● Task 1
The text recommending investing books says a teen given the Motley Fool guide may become savvier than their parents. What reason does it give for this? Answer in one to three sentences.
● Task 2
Carry on the text recommending investing books for teens and adults from its last sentence.

● Extract
----------------------------------------

Best for teens: The Motley Fool Investment Guide for Teens: 8 Steps to Having More Money Than Your Parents Ever Dreamed Of by David Gardner 

The Motley Fool Investment Guide for Teens is a resource for young people who already have a basic concept of how money works and want to take their game to the next level at an early age.

This book is a blueprint for financial independence, teaching concepts like questioning authority when it comes to managing money, saving cash, and dodging spending and saving pitfalls.

Give this book to your kid and they just may become savvier than you! After all, the book’s author is none other than The Motley Fool co-founder David Gardner. 

Best for adults: The Little Book of Common Sense Investing by John C. Bogle 

The Little Book of Common Sense Investing is a famous work by Vanguard founder John C. Bogle. 

Use this book to brush up on your own investing skills before you help your child. You’ll learn Bogle’s timeless strategy for getting more out of investing through low-cost index funds. 

This is an excellent way to learn how to build long-term wealth. It’s something that can benefit both you and your child.

----------------------------------------

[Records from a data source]

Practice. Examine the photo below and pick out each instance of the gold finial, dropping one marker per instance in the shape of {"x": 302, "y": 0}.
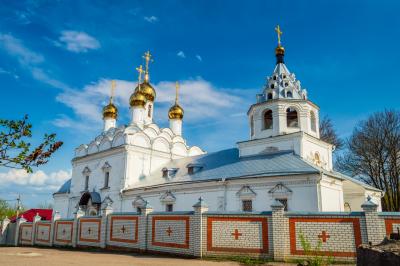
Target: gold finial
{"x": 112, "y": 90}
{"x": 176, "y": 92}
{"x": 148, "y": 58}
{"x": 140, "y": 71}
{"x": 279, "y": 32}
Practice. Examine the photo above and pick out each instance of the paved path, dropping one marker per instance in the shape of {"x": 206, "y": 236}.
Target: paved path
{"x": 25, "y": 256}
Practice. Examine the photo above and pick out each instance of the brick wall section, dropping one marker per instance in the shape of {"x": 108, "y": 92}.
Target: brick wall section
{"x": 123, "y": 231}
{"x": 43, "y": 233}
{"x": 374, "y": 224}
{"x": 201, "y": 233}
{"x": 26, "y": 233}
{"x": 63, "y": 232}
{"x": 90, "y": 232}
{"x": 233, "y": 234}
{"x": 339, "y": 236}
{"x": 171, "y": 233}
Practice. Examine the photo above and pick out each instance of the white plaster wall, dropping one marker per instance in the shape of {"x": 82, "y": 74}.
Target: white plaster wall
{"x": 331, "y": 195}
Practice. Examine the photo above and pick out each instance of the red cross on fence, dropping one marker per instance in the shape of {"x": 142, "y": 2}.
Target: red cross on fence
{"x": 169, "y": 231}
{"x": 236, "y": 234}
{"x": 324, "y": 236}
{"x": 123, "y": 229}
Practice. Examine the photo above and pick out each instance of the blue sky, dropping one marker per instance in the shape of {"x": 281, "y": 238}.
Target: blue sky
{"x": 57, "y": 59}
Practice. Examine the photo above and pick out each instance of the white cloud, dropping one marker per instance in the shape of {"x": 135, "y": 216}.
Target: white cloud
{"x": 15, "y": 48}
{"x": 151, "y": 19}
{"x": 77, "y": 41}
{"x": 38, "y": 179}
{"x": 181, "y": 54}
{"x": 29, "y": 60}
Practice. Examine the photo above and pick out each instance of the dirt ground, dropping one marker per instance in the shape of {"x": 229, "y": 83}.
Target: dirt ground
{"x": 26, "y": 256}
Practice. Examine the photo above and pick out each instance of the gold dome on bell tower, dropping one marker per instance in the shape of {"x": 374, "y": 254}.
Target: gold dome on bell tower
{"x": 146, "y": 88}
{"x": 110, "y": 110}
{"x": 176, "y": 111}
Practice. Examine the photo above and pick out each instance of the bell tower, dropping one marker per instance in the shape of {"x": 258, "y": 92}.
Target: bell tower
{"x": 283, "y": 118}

----------------------------------------

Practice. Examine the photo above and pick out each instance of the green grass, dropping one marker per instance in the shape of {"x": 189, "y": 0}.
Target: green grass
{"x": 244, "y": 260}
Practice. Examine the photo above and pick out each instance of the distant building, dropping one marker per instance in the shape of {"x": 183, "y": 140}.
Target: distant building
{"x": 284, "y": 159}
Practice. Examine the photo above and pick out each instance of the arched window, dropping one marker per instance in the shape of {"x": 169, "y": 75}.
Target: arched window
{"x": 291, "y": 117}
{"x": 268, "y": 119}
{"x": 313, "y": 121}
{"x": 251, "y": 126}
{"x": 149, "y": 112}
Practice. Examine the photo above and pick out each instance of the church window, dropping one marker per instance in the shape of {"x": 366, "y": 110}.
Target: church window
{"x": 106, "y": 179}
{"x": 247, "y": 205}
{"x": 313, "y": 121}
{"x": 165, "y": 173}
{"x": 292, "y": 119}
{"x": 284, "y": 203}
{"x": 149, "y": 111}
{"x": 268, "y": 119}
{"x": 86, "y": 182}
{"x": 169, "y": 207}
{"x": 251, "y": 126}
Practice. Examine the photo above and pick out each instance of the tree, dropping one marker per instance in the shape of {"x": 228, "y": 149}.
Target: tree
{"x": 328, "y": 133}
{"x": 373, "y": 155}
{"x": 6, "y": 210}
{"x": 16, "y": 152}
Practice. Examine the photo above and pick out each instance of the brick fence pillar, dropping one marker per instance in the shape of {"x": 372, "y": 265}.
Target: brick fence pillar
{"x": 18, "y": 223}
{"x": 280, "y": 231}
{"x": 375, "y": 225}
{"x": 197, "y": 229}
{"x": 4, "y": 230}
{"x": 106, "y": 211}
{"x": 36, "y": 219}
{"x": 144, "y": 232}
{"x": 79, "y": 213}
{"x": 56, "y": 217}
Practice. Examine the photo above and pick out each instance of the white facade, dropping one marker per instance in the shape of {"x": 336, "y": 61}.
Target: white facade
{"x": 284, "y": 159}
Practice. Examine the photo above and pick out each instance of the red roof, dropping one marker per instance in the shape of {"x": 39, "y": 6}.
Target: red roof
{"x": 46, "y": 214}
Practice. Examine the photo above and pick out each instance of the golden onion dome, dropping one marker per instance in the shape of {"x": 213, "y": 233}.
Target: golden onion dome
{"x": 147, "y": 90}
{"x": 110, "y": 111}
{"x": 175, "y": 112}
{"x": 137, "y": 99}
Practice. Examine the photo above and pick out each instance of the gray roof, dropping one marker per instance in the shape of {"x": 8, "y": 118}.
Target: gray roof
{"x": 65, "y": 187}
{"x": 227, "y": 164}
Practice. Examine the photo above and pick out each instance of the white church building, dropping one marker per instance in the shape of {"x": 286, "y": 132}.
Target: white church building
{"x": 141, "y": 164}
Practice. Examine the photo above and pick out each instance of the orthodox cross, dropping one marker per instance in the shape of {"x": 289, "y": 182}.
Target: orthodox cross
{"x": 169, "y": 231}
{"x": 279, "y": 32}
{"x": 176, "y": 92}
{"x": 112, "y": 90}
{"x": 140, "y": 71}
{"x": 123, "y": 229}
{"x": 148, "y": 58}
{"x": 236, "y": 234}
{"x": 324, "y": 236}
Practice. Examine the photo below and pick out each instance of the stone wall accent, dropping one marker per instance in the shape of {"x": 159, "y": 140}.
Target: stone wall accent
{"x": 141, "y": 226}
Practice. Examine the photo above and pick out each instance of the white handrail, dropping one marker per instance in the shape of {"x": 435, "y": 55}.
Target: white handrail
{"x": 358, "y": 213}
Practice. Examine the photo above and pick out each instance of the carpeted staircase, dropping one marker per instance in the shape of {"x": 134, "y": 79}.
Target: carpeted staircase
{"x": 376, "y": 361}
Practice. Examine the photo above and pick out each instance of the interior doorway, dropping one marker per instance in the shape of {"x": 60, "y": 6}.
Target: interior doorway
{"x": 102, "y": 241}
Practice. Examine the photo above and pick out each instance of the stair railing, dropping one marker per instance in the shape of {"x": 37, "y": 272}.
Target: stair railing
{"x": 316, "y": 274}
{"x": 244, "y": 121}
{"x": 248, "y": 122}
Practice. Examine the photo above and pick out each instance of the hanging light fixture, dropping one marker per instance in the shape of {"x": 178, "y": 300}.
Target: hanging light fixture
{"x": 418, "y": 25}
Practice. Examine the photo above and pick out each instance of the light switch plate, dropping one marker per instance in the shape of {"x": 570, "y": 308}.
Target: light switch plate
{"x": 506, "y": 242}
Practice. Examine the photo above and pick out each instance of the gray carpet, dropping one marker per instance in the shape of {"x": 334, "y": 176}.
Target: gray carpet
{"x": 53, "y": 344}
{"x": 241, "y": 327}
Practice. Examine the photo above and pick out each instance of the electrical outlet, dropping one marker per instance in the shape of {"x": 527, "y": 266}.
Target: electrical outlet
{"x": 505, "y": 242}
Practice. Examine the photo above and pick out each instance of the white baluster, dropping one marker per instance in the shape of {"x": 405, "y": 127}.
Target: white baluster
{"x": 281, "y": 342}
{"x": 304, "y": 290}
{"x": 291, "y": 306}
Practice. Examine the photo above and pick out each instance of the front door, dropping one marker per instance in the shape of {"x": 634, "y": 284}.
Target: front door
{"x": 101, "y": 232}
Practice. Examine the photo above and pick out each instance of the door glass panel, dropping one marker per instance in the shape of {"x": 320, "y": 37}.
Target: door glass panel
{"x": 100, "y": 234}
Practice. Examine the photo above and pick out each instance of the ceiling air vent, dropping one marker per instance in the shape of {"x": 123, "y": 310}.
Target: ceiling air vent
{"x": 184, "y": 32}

----------------------------------------

● Response 1
It points to the book's author. The guide was written by David Gardner, a co-founder of The Motley Fool.

● Response 2
Best for explaining financial independence: How to Turn $100 into $1,000,000: Earn! Save! Invest! by James McKenna

How to Turn $100 into $1,000,000: Earn! Save! Invest! is a solid resource for helping kids understand big-picture financial strategy.

Just about anyone can become a millionaire in life. But getting there requires having an early vision and building a strong work ethic. In this book, author James McKenna helps kids understand that they can in fact reach financial independence and live a life of abundance.

Frequently Asked Questions

Should I use a UGMA for college savings?

On one hand, a UGMA can provide strong long-term growth. On the other hand, it’s visible to colleges when applying for financial aid. So if you have a lot of money in a UGMA account by the time a child reaches college, it could impact how much funding they receive from the government. 

That shouldn’t deter you from investing in a UGMA. But it’s a good idea to also put money aside in a tax-friendly 529 plan for education-related expenses. 

How should I invest my child’s money?

If you start investing when your child is very young, you could have a decade or two of growth before a child reaches adulthood. By steadily contributing to this account over time, you could set the child up for long-term success. 

The trick is to focus on diversification for both long-term and short-term growth. For the best results, build a core portfolio full of stocks, bonds, index funds, mutual funds, and exchange-traded funds (ETFs).

You could also expand into other assets — like real estate investment trusts (REITs). This can be a relatively safe and profitable avenue — especially when considering that REITs have to pay 90% of taxable income to investors as dividends.

Can kids invest money in the stock market?

Unfortunately, kids can’t invest money on their own. The minimum age for a brokerage account is 18.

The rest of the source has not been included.